■ **THINGS TO DO**
1. From the blog post below, list every place name it mentions.
2. In the blog post below, what sound was heard as Margaret's coffin was carried into the chapel?
3. Please rewrite the paragraph of the blog post below that begins "Margaret had retinitis pigmentosa" as a short bulleted list.

■ **EXTRACT**

------------------------------------

Guide dog by my side — Accessible funerals for blind and visually impaired people

Allen and Margaret Richardson's wedding with guide dogs and family members

Three minute read

This is part of a short series of Talking Death blogs exploring how funerals can be more accessible for everyone. Each experience is unique, but the same principles apply: putting the person and their wants and needs first.

Here, Allen Richardson, who is visually impaired, explains how he planned and took part in his wife Margaret’s funeral. We also share some advice to help make funerals more accessible for blind and visually-impaired people.

Listen to Allen's story here.

Tell us a little bit about your wife, Margaret.

Margaret was born in Cambridge Circus, right in the centre of London. She had an eventful childhood, living there during World War Two. She told me she remembered her parents taking her up on the roof of their building to watch the bombs falling.

Margaret had retinitis pigmentosa, a genetic disorder of the eyes which causes a deterioration of vision. For Margaret, this meant that she was able to attend sighted school but that her vision became progressively worse over her life. Later on, she needed a guide dog.

How did you two meet?

We met in the New Forest. We were on a course learning how to make recordings of bird songs — we first bonded over our love of birdsong.

This was reflected in Margaret's funeral — her coffin was carried into the chapel to the beautiful sound of a skylark singing.

Did being visually impaired make a difference to how you planned her funeral?

Yes, there were certain things that I felt were very important to include, like being able to bring my guide dog Percy to the service.

------------------------------------

■ **DATA PROVIDED**
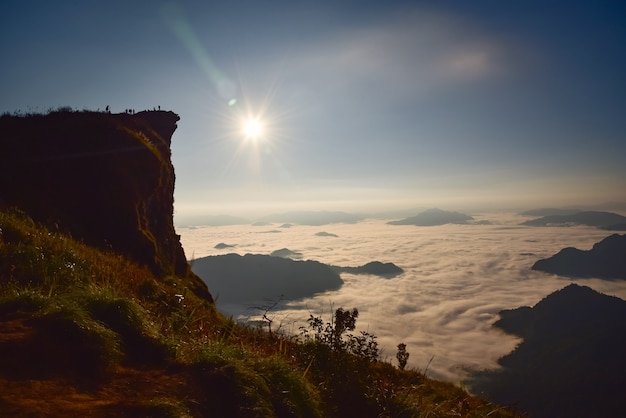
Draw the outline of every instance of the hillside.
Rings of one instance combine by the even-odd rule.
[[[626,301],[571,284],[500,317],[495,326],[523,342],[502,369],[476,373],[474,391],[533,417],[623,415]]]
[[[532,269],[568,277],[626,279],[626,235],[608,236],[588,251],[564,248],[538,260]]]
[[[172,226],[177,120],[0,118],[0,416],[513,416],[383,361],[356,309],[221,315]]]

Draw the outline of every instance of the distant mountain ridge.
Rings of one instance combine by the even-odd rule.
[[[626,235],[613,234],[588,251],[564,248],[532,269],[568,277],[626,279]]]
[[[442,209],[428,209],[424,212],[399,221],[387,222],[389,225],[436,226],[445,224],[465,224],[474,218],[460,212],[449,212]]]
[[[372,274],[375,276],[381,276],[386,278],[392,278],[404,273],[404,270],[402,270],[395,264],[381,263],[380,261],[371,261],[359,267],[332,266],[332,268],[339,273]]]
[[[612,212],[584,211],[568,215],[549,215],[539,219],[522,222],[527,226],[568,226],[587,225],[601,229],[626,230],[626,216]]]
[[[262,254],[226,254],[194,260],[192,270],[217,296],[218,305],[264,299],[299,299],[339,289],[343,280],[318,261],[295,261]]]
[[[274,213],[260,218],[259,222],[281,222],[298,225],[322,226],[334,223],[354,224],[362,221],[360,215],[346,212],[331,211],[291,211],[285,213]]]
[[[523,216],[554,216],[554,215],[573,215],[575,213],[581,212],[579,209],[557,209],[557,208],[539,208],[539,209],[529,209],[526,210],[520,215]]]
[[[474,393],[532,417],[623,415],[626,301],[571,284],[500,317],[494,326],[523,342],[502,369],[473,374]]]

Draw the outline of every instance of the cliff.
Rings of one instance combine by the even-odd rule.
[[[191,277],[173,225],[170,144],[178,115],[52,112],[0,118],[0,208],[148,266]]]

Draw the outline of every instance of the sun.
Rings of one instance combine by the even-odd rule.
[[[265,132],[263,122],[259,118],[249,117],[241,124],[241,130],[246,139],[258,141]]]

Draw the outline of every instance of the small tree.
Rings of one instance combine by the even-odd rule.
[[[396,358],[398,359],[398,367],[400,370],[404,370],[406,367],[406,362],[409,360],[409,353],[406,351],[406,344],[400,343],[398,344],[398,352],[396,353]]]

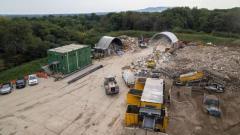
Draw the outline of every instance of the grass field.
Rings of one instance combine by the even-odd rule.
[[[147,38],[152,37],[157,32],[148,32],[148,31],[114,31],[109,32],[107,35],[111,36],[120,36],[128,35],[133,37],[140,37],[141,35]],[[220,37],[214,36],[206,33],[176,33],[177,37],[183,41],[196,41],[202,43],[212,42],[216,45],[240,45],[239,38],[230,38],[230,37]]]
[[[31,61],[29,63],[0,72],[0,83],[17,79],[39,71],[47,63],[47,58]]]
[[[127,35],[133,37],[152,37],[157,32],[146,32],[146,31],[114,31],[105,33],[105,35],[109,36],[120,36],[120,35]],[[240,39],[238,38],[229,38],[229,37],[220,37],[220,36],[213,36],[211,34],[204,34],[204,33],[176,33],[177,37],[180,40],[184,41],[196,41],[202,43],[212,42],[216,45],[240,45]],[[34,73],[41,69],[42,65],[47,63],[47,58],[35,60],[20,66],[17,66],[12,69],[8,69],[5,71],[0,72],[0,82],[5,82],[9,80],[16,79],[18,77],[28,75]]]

------------------------------------

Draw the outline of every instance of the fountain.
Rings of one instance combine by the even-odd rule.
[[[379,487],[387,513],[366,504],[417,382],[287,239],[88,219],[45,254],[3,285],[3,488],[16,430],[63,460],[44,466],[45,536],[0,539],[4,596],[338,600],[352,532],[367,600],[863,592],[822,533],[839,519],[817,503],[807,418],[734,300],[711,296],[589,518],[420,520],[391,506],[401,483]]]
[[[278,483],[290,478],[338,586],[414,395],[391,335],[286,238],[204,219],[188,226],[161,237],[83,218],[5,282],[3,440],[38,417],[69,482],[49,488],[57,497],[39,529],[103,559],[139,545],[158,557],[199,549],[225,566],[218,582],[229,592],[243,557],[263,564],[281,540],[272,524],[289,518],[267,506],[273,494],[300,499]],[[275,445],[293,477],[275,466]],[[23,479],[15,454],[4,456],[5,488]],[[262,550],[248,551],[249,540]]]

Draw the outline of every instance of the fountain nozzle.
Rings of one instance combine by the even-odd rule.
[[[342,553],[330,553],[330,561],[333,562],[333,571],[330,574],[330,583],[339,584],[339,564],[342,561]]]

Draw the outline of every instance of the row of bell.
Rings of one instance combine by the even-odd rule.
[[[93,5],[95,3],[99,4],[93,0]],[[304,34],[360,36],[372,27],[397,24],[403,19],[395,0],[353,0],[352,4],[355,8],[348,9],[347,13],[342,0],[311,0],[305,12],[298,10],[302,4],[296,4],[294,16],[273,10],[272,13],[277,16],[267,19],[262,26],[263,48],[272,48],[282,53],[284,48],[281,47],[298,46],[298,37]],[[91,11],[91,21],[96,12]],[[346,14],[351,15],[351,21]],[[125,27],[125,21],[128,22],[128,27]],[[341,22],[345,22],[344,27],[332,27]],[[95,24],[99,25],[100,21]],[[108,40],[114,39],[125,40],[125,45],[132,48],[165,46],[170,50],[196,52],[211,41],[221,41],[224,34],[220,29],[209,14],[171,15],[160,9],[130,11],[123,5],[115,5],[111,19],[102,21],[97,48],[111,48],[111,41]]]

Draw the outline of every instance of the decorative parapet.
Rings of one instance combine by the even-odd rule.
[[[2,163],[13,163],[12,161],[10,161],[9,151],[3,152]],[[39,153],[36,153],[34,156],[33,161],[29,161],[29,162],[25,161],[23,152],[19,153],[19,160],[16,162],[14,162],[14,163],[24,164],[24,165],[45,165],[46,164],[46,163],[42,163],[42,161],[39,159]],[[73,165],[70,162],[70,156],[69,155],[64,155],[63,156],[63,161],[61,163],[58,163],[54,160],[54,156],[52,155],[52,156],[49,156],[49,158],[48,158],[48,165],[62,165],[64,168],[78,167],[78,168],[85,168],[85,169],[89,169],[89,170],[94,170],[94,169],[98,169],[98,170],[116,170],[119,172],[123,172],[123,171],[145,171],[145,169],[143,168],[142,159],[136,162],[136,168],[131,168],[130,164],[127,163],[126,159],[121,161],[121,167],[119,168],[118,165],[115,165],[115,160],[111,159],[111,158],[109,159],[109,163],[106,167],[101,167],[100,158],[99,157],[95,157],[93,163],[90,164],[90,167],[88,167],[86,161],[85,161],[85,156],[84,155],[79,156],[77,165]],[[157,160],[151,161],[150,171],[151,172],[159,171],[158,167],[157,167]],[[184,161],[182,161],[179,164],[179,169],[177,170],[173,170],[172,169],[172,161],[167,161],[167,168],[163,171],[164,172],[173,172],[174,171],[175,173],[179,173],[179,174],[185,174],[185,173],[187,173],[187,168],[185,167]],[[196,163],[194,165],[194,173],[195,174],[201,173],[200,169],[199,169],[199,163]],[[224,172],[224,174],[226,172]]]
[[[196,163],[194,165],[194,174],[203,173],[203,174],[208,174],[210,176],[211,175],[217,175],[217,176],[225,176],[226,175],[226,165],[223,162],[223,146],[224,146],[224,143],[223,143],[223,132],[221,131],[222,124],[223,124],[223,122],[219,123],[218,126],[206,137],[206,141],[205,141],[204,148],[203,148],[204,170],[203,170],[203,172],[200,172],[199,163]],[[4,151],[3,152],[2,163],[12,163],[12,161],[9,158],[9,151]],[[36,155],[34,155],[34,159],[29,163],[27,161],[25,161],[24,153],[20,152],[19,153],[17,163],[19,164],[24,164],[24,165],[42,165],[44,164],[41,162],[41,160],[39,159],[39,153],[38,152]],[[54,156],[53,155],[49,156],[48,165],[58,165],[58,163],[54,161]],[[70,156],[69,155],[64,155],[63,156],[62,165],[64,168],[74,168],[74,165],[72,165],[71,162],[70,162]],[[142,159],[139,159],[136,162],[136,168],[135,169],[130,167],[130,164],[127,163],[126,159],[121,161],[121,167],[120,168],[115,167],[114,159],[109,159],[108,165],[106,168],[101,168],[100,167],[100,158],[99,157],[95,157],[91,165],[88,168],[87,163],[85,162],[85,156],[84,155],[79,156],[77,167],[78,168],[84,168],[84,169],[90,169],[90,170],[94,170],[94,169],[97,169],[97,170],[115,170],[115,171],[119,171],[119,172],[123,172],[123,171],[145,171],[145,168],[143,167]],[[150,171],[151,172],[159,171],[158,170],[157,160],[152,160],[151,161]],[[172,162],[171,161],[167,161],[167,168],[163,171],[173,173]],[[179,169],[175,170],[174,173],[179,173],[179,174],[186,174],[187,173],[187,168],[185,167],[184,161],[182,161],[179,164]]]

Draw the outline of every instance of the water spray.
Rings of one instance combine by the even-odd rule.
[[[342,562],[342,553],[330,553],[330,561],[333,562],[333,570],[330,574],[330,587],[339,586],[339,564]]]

------------------------------------

■ **TASK-BY-TASK ANSWERS**
1.
- Cambridge Circus
- London
- the New Forest

2. The sound of a skylark singing.

3.
- Margaret had retinitis pigmentosa, a genetic eye disorder that causes vision to deteriorate.
- She was able to attend sighted school.
- Her vision grew progressively worse over her life.
- Later on, she needed a guide dog.